ACTIONS À MENER:
• a. Répondez à ces questions sur le texte consacré aux termes abstraits :
(i) Pourquoi le mot « soleil » n'est-il pas un terme abstrait ?
(ii) Sans quelle expérience ne considérerait-on pas le mouvement en lui-même ?
(iii) Pour quelle raison donne-t-on des noms aux idées abstraites comme si elles représentaient des êtres réels ?
• b. Poursuivez le texte sur les termes abstraits après sa dernière phrase.

TEXTE PRÉSENTÉ:
=-=-=

On dit aussi d'un home qu'il est abstrait quand il ne s'ocupe que de ce qu'il a dans l'esprit, sans se prêter à ce qu'on lui dit. Mais ce que j'entens ici par termes abstraits, ce sont les mots qui ne marquent aucun objet qui existe hors de notre imagination.

Que les homes pensent au soleil, ou qu'ils n'y pensent point, le soleil existe ; ainsi le mot de soleil n'est point un terme abstrait.

Mais beauté, laideur, etc. sont des termes abstraits. Il y a des objets qui nous plaisent et que nous trouvons beaux; il y en a d'autres,

au contraire, qui nous afectent d'une manière désagréable, et que nous apelons laids; mais il n'y a aucun être réel qui soit la beauté ou la laideur. Il y a des homes, mais l'humanité n'est point, c'est-à-dire, qu'il n'y a point un être qui soit l'humanité.

Les abstractions ou idées abstraites supòsent les impressions particulières des objets, et la méditation, c'est-à-dire, les réfléxions que nous fesons naturèlement sur ces impressions. C'est à l'ocasion de ces impressions que nous considérons ensuite séparément, et indépendament des objets, les diférentes afections qu'elles ont fait naître dans notre esprit, c'est ce que nous apelons les propriétés des objets : je ne considérerois pas le mouvement en lui-même, si je n'avois jamais vu de corps en mouvement. Nous somes acoutumés à doner des noms particuliers aux objets réels et sensibles; nous en donons aussi par imitation aux idées abstraites, come si elles représentoient des êtres réels ; nous n'avons point de moyen plus facile pour nous comuniquer nos pensées.

=-=-=

EXTRAITS DE DONNÉES:
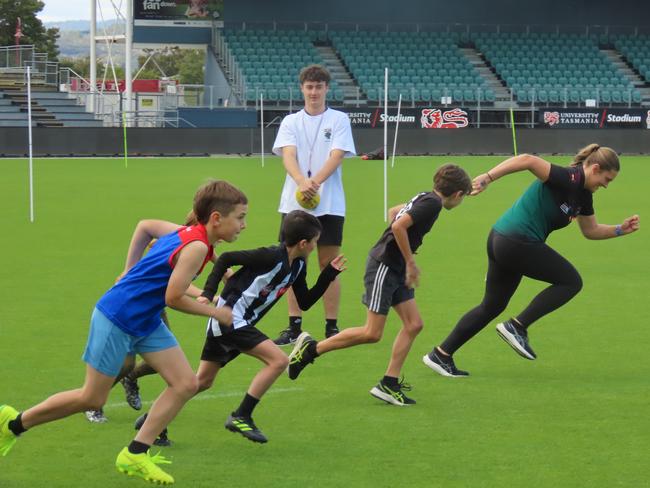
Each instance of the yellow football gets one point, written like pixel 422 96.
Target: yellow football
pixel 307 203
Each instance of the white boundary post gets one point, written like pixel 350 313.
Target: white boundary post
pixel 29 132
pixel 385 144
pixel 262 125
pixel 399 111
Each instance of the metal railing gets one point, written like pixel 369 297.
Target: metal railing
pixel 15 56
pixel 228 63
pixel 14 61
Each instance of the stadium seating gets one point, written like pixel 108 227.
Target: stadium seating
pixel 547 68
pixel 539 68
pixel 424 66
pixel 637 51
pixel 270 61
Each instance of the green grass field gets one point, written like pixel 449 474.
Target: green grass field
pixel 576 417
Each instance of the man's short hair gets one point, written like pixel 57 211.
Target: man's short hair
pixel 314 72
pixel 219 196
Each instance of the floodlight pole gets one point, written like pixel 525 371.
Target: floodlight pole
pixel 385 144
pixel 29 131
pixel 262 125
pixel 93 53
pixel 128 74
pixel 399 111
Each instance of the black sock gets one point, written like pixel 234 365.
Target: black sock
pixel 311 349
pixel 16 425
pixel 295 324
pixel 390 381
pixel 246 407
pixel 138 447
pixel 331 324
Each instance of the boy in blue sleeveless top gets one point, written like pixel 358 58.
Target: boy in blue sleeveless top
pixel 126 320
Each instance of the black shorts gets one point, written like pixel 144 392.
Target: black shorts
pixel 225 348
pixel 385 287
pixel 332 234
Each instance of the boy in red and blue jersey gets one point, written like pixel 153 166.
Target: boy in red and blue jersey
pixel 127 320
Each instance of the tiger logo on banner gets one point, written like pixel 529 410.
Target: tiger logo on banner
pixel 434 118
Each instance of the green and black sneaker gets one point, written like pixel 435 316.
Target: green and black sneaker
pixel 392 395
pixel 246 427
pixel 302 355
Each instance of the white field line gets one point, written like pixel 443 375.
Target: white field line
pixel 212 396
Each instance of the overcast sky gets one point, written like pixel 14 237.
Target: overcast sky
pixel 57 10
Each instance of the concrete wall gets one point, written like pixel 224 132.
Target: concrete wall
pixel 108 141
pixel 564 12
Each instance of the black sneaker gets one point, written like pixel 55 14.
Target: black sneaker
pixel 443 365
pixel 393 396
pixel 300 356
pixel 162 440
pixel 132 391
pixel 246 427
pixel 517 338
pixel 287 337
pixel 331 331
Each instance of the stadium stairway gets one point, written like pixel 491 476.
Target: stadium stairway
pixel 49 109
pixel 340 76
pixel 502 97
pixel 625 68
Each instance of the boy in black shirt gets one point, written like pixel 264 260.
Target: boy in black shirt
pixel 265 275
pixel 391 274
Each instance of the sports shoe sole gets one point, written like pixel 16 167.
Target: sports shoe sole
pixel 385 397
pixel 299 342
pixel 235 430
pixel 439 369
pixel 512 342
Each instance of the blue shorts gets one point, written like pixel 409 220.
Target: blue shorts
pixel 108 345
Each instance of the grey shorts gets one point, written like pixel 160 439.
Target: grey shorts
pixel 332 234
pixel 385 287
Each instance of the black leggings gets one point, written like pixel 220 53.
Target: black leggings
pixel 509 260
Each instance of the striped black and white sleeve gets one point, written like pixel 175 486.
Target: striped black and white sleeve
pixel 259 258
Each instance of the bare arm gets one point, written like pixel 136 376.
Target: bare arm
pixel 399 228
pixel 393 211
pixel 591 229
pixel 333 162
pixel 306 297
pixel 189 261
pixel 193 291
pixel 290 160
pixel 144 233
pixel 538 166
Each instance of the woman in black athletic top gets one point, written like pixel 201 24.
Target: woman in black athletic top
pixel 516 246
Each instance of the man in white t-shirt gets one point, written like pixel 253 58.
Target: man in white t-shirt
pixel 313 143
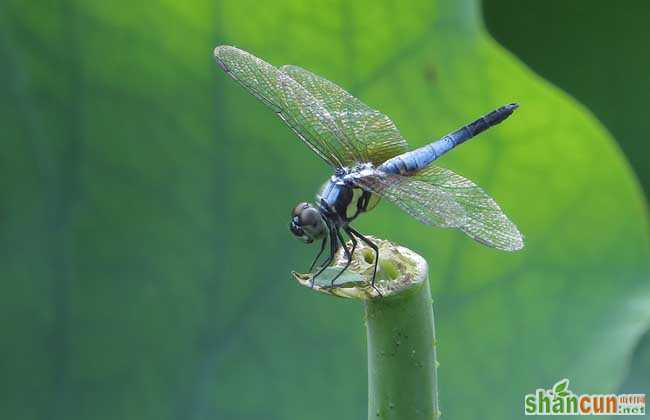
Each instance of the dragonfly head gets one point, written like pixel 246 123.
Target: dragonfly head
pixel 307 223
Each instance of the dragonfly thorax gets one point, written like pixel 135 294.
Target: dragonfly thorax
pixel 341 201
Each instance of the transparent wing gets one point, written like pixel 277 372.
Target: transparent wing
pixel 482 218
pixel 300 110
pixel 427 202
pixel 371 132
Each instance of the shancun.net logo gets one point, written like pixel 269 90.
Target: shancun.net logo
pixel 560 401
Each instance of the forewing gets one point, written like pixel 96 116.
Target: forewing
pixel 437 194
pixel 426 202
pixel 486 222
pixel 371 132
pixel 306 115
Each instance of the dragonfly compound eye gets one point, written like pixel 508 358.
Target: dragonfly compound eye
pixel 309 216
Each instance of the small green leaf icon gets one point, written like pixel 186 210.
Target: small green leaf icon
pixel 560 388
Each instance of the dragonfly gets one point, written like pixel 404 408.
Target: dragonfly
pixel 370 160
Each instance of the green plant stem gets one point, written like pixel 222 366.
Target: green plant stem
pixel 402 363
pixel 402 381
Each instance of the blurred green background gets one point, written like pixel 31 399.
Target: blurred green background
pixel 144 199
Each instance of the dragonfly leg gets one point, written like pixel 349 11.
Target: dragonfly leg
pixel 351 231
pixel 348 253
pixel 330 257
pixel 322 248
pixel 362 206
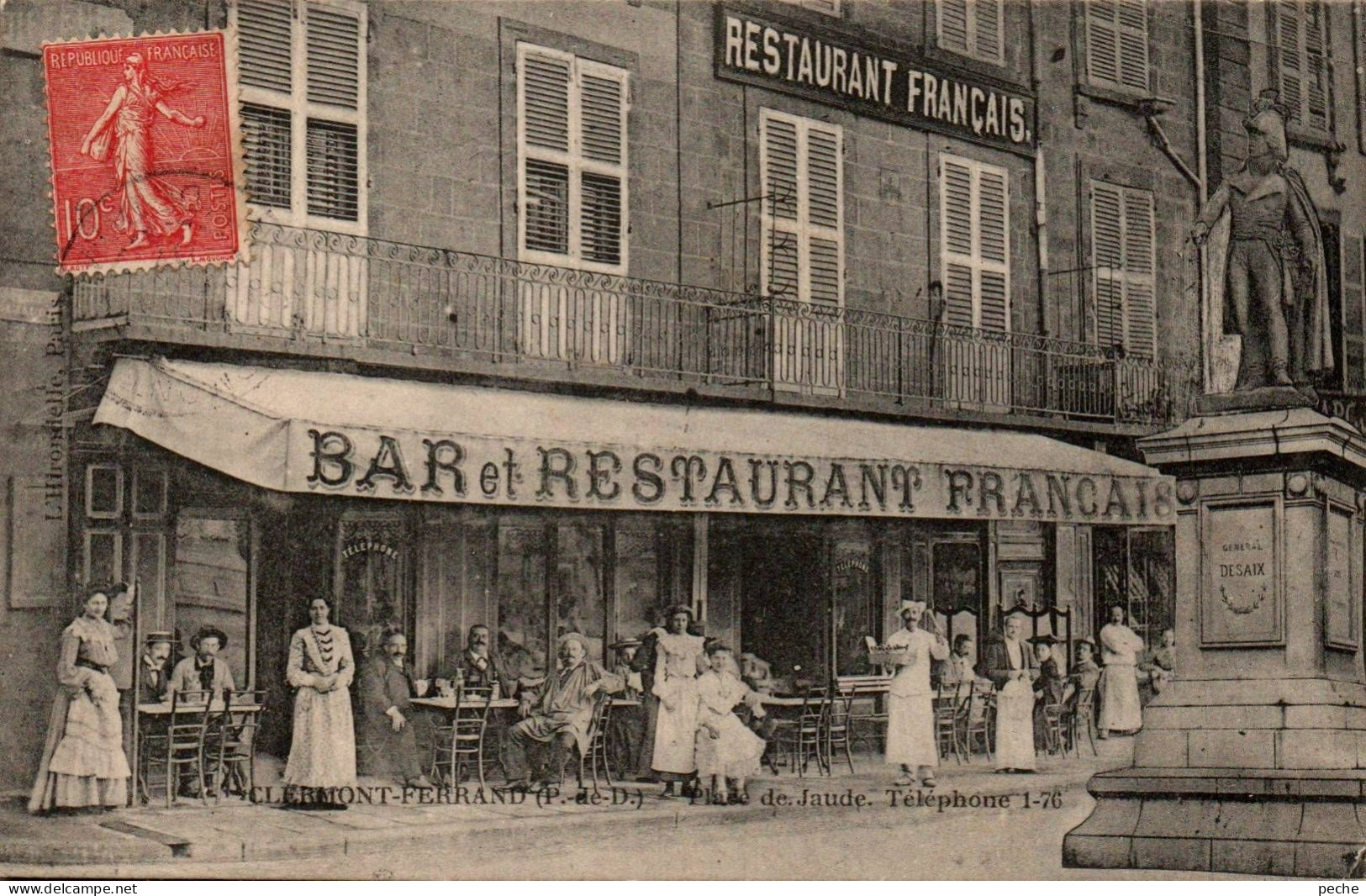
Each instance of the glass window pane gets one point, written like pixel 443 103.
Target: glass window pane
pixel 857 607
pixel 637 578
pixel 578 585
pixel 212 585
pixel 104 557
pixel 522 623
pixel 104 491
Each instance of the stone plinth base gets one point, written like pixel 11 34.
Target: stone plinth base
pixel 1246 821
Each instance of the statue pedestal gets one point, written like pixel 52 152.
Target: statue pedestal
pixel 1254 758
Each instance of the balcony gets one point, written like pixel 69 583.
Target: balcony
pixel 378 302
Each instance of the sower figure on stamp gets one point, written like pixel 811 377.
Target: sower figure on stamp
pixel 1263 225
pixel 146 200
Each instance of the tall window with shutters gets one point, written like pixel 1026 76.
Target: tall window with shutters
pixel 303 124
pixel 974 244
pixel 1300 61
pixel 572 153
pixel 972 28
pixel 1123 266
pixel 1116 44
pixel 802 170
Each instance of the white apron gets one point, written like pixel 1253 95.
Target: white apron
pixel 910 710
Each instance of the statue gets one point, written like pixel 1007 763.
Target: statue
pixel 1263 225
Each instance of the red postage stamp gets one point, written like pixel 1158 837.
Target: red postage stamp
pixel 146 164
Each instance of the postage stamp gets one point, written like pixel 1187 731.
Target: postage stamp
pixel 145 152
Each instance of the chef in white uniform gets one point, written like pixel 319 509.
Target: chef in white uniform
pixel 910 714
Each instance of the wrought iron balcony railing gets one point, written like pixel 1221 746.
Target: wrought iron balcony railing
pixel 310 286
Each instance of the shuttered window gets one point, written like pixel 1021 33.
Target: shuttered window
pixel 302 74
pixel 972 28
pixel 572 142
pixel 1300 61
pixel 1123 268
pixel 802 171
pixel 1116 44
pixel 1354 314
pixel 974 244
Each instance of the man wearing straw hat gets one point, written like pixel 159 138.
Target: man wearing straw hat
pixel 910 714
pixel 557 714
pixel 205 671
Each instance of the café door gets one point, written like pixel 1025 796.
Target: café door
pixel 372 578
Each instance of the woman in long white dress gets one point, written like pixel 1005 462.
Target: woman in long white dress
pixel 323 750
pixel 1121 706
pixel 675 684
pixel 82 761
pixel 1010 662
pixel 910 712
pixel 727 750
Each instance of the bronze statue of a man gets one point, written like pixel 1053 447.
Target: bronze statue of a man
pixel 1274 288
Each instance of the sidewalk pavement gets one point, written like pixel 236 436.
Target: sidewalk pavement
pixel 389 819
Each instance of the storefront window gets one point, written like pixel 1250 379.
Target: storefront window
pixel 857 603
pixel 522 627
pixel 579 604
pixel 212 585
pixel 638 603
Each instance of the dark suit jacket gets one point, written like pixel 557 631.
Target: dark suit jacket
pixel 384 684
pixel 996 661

=-=-=

RÉPONSES PAR TÂCHE:
• a.
(i) Parce que le soleil existe, que les hommes y pensent ou non.
(ii) Sans avoir jamais vu de corps en mouvement.
(iii) On le fait par imitation des noms donnés aux objets réels et sensibles, car il n'existe pas de moyen plus facile de se communiquer ses pensées.

• b.
Ce qui a sur-tout doné lieu aux idées abstraites, c'est l'uniformité des impressions qui ont été excitées dans notre cerveau par des objets diférens, et pourtant semblables en un certain point: les homes ont inventé des mots particuliers pour exprimer cette ressemblance, cette uniformité d'impression dont ils se sont formé une idée abstraite. Les mots qui expriment ces idées nous servent à abréger le discours et à nous faire entendre avec plus de facilité; par exemple, nous avons vu plusieurs

objets blancs, ensuite pour exprimer l'impression uniforme que ces diférens objets nous ont causée, et pour marquer le point dans lequel ils se ressemblent, nous nous servons du mot de blancheur.

Nous somes acoutumés dès notre enfance à voir des corps qui passent successivement d'une place à une autre; ensuite, pour exprimer cette propriété et la réduire à une sorte d'idée générale, nous nous servons du terme de mouvement. Ce que je veux dire s'entendra mieux par cet exemple.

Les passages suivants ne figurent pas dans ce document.